**Extrait du document**
Edward Bernays, au travers de son fameux ouvrage "Propagande" écrit en 1928, fut un des grands précurseurs (et Gustave Lebon avant lui) de cette science de la manipulation de l'opinion publique et des foules en démocratie. Son ouvrage est toujours une référence dans les écoles de management et de marketing, et je ne connais pas un spin doctor ou un "consultant" digne de ce nom qui n'en ait pas lu quelques paragraphes, a minima. C'était déjà conseillé par mes professeurs en Communication du temps où j'étais étudiant, au milieu des années 90.

Tout ceci pour dire que la mécanique est désormais bien huilée, et que ça rentre de plus en plus dans les moeurs ; à tel point qu'aujourdh'ui il serait très fortement reproché à un politique de ne pas "réagir" (le mot est important, il a tout son sens) sur les réseaux sociaux, à un faits-divers de l'actualité. Ceci serait considéré comme anormal, voire signe d'un désintérêt. Alors que précisément, c'est parce qu'ils font du vent sur Twitter que les gouvernants ne règlent rien : c'est un signe évident de "communication", donc pas d'action. Ré-agir, c'est tout sauf agir.

Et c'est bien là le but : il faut communiquer en permanence, histoire de bien court-circuiter continuellement les esprits, de les abrutir sous un flot d'infos sans lendemain, car il faut faire monter l'adrénaline, la colère, la peur...et susciter de l'émotion brute, instantanée, sans réelle possibilité de passer à la réflexion.

Car au fond, si les Français commençaient à réfléchir... que se passerait-il ?

Nos zélites ne le savent que trop bien : elles perdraient rapidement leur pouvoir, puis encore plus vite leur tête.

 

La gouvernance Twitter

Le réseau "social" Twitter est le parfait outil de cette méthode : il permet de ne poster que des "tweets" de 280 caractères maximum. Autant dire que la réflexion est reine avec ce format.

Autre fait significatif : "Tweeter" veut dire "gazouillis" en Anglais. Et c'est presque une insulte pour les oiseaux, dont on peut admirer les magnifiques chants au printemps -pour ceux qui ont survécu à l'extinction de masse que nous sommes en train de mettre en oeuvre consciencieusement du moins.

Mais c'est surtout bien caractéristique : un gazouillis ne prête à rien, si ce n'est à la rêverie, à la distraction. Aussitôt entendu, aussitôt émerveillé, puis vite oublié. On passera vite au suivant, et ainsi de suite. A la fin de la journée, ça aura fait une belle rêverie de promeneur solitaire, mais sans aucune réelle avancée au niveau de la résolution de quelque problème que ce soit.

Tout ceci est évidemment destiné à cacher l'absolue impuissance de ceux qui prétendent nous régenter : que ce soit en matière sécuritaire, comme en matière économique, ou en quelque autre domaine que ce soit, nos gouvernants ont les pieds et les poings liés. Ils se sont d'ailleurs eux-mêmes mis les chaînes aux pieds avec le sourire.

**Consignes de l'exercice**
D'après l'extrait, en quelle année Edward Bernays a-t-il écrit son ouvrage « Propagande » ?

**Données brutes**
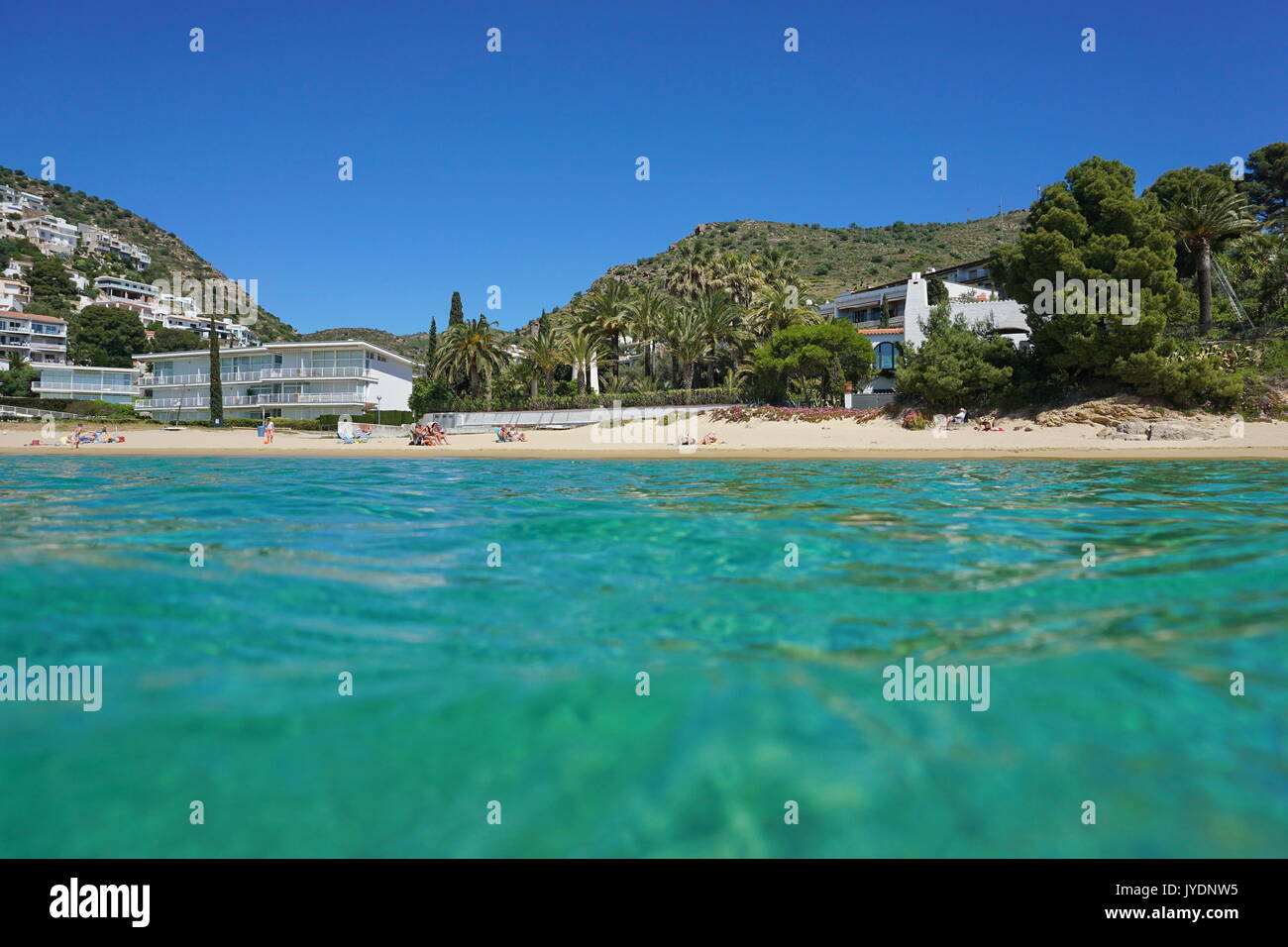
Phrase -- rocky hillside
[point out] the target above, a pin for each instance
(835, 260)
(411, 346)
(168, 253)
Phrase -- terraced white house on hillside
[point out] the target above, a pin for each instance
(905, 305)
(291, 379)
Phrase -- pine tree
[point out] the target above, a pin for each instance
(217, 385)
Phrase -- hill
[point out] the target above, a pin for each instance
(411, 346)
(835, 260)
(168, 253)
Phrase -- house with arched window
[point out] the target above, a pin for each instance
(890, 316)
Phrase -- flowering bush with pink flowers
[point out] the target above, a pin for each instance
(811, 415)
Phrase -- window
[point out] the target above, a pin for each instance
(888, 355)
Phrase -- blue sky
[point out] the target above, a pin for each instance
(518, 167)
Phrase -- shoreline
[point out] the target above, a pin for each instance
(735, 441)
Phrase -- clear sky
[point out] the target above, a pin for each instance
(518, 167)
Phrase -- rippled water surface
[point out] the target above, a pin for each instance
(516, 684)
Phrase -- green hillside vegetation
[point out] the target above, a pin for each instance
(411, 346)
(168, 253)
(836, 260)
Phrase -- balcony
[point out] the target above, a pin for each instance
(250, 401)
(81, 388)
(258, 375)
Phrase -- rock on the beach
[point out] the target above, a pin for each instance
(1108, 411)
(1158, 431)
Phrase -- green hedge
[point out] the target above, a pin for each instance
(90, 408)
(673, 395)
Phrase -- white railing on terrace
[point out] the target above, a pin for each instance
(258, 375)
(82, 388)
(250, 401)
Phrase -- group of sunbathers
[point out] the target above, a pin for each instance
(987, 423)
(428, 434)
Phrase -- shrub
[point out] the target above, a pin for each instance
(1186, 375)
(956, 365)
(913, 420)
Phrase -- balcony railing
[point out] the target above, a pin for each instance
(252, 401)
(82, 388)
(258, 375)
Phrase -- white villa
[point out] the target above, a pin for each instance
(292, 379)
(107, 244)
(91, 382)
(906, 304)
(39, 339)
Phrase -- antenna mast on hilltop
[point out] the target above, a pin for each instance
(1224, 282)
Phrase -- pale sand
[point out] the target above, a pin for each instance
(747, 441)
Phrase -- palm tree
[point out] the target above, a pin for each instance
(647, 308)
(717, 316)
(684, 337)
(738, 275)
(1199, 219)
(471, 351)
(581, 348)
(544, 350)
(777, 307)
(692, 269)
(605, 312)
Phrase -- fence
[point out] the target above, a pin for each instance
(472, 421)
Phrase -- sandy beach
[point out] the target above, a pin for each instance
(756, 440)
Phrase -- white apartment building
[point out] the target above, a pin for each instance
(127, 294)
(231, 334)
(21, 198)
(52, 234)
(107, 244)
(17, 268)
(39, 339)
(971, 295)
(14, 294)
(295, 379)
(88, 381)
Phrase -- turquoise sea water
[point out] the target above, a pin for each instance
(518, 684)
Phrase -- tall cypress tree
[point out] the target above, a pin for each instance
(217, 385)
(432, 348)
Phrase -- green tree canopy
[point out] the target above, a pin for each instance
(51, 286)
(827, 355)
(1179, 184)
(1266, 182)
(107, 337)
(956, 367)
(1091, 226)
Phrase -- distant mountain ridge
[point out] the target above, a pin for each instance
(833, 260)
(168, 253)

**Solution du problème**
En 1928.